Blog Post

Developing and Revising Your Organization’s Code of Conduct

Richard P. Kusserow | March 2019

The Code of Conduct (Code) should be a statement of an organization’s guiding principles and standards, and it must be revised and updated periodically. The Department of Health and Human Services (HHS) Office of Inspector General (OIG) provides several points that it believes should be included in an organization’s Code. As such, when an organization is developing or re-visiting its Code, it is worth reviewing the OIG’s guidance on the topic.

14 Tips for Compliance Officers

The following are tips, considerations, and suggestions related to Code development or revision:

  1. Gain buy-in from the top. All Codes need buy-in and support from the top, beginning with personal involvement and support by the CEO and approval by the Board of Directors. They should provide input during the process of revising or drafting the Code, and ultimately approve the result.
  2. Determine responsibility for Code review and revision. Most Codes are developed and reviewed under the leadership of an organization’s Compliance Officer, in conjunction with key persons across the various operational areas.
+++++
Aim 1
Reproduce the entire blog post on codes of conduct word for word.
The text and the records were taken from separate sources.

(Coordinate annotation entries)
+++++
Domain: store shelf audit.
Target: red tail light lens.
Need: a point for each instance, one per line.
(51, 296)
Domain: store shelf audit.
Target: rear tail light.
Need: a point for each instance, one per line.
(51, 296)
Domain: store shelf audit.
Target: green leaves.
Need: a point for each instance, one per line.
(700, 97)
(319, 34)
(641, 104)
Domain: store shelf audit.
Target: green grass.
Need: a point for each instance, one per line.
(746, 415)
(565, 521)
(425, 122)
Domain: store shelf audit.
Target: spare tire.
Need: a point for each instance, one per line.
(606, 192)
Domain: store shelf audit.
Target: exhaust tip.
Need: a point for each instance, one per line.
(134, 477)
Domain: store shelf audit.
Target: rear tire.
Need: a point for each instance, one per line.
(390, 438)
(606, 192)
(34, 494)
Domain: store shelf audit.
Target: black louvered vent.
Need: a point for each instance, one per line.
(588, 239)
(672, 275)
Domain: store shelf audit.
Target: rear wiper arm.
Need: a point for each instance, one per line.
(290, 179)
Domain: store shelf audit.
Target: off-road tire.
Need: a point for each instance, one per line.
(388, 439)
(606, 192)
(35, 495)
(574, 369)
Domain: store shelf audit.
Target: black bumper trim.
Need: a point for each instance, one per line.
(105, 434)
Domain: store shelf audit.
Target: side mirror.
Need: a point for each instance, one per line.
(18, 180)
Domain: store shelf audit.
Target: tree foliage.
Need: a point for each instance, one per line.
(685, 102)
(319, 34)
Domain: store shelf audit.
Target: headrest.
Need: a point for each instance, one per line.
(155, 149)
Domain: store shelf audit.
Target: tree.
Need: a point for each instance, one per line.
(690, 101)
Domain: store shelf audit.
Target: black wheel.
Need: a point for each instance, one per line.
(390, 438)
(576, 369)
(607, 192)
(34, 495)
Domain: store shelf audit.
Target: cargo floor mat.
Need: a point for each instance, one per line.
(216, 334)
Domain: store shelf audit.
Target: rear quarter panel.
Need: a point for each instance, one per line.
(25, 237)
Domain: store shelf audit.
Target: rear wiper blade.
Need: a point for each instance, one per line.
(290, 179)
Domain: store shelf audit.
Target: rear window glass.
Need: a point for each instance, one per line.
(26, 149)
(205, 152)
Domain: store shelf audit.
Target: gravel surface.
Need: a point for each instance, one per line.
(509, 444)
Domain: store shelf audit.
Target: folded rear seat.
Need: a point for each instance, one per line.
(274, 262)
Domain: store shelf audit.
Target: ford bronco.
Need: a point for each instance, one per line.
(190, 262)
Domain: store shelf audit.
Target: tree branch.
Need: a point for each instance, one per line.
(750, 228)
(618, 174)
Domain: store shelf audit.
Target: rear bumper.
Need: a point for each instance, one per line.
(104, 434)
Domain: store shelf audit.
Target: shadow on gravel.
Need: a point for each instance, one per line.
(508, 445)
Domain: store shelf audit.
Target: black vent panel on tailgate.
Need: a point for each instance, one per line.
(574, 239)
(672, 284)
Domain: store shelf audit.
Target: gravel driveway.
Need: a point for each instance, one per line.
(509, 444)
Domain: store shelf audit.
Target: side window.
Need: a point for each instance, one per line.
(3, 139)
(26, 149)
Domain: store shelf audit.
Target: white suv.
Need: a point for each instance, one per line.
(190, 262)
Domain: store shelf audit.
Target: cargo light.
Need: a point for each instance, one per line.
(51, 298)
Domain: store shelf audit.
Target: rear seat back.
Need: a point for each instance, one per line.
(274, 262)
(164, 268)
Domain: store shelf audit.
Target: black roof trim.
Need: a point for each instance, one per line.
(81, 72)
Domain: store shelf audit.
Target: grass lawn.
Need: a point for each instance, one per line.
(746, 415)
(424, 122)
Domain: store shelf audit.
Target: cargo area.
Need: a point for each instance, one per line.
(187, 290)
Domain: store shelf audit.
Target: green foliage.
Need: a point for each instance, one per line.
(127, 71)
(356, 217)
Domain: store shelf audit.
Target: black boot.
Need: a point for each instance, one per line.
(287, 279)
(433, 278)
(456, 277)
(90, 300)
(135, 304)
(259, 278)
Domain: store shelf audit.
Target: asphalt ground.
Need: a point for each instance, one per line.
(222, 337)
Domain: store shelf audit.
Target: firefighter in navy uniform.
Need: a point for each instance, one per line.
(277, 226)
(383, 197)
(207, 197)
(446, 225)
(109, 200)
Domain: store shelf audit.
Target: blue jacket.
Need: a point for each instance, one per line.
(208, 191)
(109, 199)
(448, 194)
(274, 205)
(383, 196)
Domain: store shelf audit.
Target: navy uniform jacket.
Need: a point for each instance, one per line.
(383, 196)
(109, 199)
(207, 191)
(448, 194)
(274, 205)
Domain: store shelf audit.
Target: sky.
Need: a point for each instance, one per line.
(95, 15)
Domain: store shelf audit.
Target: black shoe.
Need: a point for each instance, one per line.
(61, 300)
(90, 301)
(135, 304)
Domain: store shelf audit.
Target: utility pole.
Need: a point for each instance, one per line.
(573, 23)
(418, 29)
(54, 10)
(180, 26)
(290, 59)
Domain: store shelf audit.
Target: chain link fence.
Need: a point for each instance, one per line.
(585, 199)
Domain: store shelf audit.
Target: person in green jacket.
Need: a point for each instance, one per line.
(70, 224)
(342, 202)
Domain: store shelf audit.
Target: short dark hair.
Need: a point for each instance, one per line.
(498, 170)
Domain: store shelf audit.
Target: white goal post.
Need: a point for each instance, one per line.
+++++
Aim 2
How many lines of the records contain the string "rear"? Give only the number.

Correct output 1
Blog Post

Developing and Revising Your Organization’s Code of Conduct

Richard P. Kusserow | March 2019

The Code of Conduct (Code) should be a statement of an organization’s guiding principles and standards, and it must be revised and updated periodically. The Department of Health and Human Services (HHS) Office of Inspector General (OIG) provides several points that it believes should be included in an organization’s Code. As such, when an organization is developing or re-visiting its Code, it is worth reviewing the OIG’s guidance on the topic.

14 Tips for Compliance Officers

The following are tips, considerations, and suggestions related to Code development or revision:

  1. Gain buy-in from the top. All Codes need buy-in and support from the top, beginning with personal involvement and support by the CEO and approval by the Board of Directors. They should provide input during the process of revising or drafting the Code, and ultimately approve the result.
  2. Determine responsibility for Code review and revision. Most Codes are developed and reviewed under the leadership of an organization’s Compliance Officer, in conjunction with key persons across the various operational areas.

Correct output 2
9